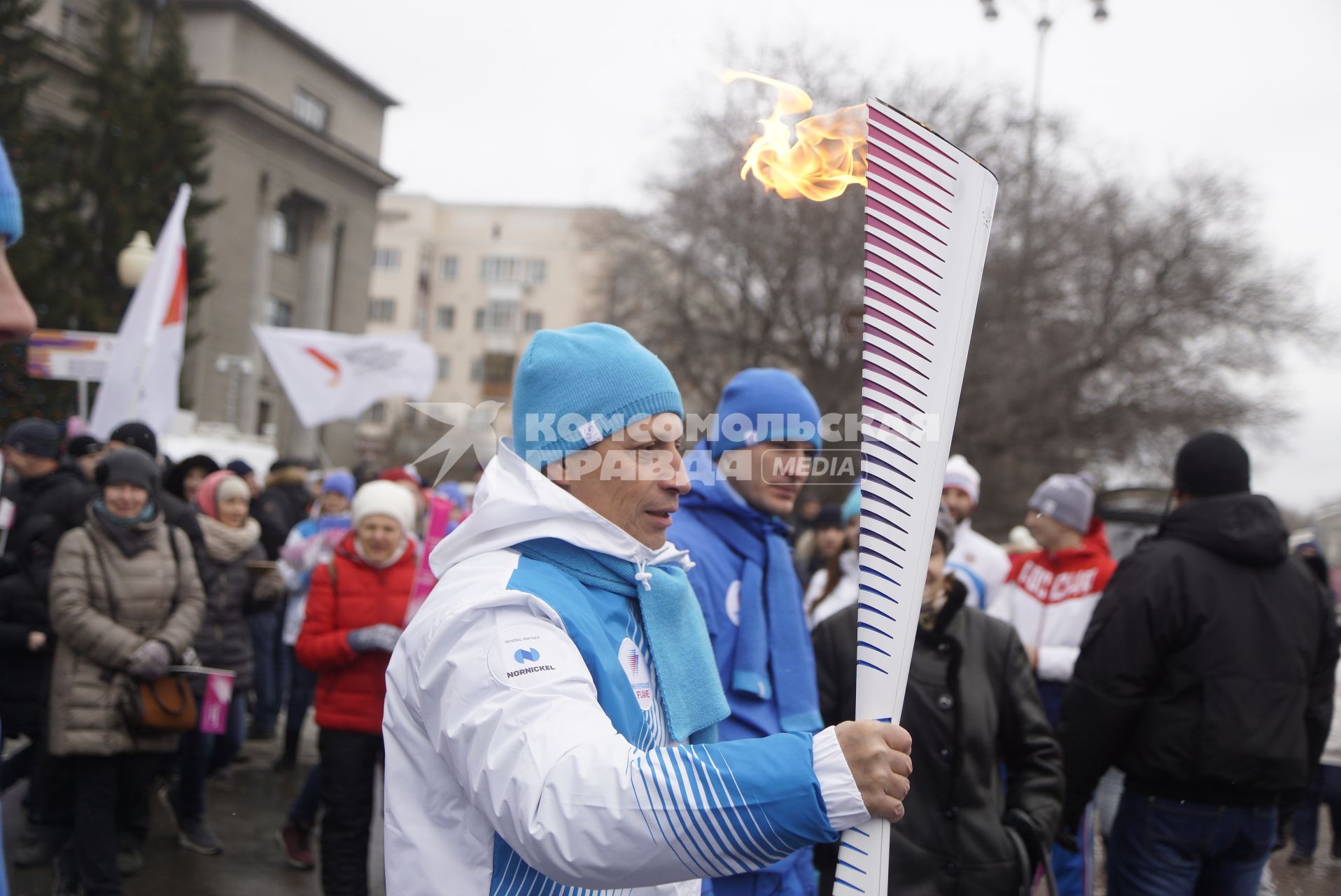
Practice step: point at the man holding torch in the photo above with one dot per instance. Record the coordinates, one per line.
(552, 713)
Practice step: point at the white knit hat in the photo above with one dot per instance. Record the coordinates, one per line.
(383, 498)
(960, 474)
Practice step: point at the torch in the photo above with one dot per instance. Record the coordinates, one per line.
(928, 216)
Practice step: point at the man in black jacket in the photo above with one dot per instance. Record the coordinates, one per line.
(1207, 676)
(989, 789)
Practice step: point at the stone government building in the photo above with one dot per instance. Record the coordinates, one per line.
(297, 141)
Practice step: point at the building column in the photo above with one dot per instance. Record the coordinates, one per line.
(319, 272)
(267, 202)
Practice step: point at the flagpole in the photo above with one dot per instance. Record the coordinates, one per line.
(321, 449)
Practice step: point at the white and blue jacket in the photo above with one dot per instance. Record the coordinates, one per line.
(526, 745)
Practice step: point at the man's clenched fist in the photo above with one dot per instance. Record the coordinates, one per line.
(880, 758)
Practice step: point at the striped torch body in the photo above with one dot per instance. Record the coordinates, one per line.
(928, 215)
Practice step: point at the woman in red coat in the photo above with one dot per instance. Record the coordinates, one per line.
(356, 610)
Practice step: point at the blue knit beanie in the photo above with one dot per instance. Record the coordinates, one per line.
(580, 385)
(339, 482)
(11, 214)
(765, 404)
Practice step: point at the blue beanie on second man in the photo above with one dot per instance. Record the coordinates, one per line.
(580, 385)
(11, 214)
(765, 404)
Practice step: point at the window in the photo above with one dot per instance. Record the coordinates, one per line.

-----

:: Short task ::
Rewrite all of the data above without the pictures, swapping every "beanie" for "cap" and leaving everything else unchanged.

:: Response to this task ::
Practice step: point at the man holding torch in the photo above with one dot per instance. Record the coordinates, one per line.
(552, 713)
Practice step: point at the white knit hat in the photo above with one dot per instance. Record the coordinates, one per line.
(383, 498)
(960, 474)
Practice step: point at the torch in the photo above with one dot per instance. Record the coordinates, one per line.
(928, 216)
Practice step: point at the man in black jacket in the photo above with one dot per instance. Record the coordinates, one per line.
(1207, 676)
(989, 789)
Practice step: point at the stone government building in the photo above with one dot per instance. Record the coordinates, one per line.
(297, 141)
Practice step: point at the building column in the photo above with one dot per instance. Record the coordinates, one per line.
(319, 272)
(267, 202)
Practice step: point at the flagpole in the photo above with one dot per instance. Record the coordinates, one per line.
(321, 449)
Practice step: point at the white and blue jacket in the photo above with one dot per instance. Record the coordinates, one per line.
(526, 745)
Practice step: point at the man's clenched fist in the photo above with one dot per instance. Record the coordinates, one per line.
(880, 758)
Practice step: point at the striped torch body in the photo above with one dot per instance. Record the coordinates, one per line.
(928, 215)
Practice step: point at the woman in red coat in the photo above with one dot per instance. Record the coordinates, one per line.
(356, 610)
Practice step: point at the blue knit cap in the photo above with one dot per instance. Record the coordinates, one per line.
(580, 385)
(339, 482)
(11, 214)
(765, 404)
Practice step: point at the blue cap on second man in the photo above with one dot per instance. Record the coordinates, one per line.
(580, 385)
(11, 214)
(765, 404)
Practice step: point at the window in the photo above with one dot per instance. Record the coordinates, one per line.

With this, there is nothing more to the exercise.